## What to do
Would you write out all of the records that follow, exactly as they stand?

## Source data
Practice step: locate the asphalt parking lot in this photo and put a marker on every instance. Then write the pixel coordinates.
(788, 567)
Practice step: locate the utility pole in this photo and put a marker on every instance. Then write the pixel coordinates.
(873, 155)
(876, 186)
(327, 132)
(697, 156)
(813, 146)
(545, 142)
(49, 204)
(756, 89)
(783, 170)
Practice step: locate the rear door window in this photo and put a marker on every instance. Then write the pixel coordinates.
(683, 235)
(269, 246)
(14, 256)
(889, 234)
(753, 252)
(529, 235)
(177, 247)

## Answer to this task
Practice step: locate the asphalt parking lot in this photo and put a marker on every instance. Then write the pixel coordinates.
(788, 567)
Practice step: locate the utility pole in this photo and put a marker on every instance. Then write the pixel coordinates.
(873, 155)
(876, 186)
(327, 132)
(697, 156)
(813, 146)
(545, 142)
(49, 204)
(756, 89)
(783, 170)
Practice step: locate the rear door window in this photo and put a marker on every instance. Then write the pixel coordinates.
(683, 235)
(269, 246)
(14, 256)
(889, 234)
(753, 252)
(529, 235)
(177, 247)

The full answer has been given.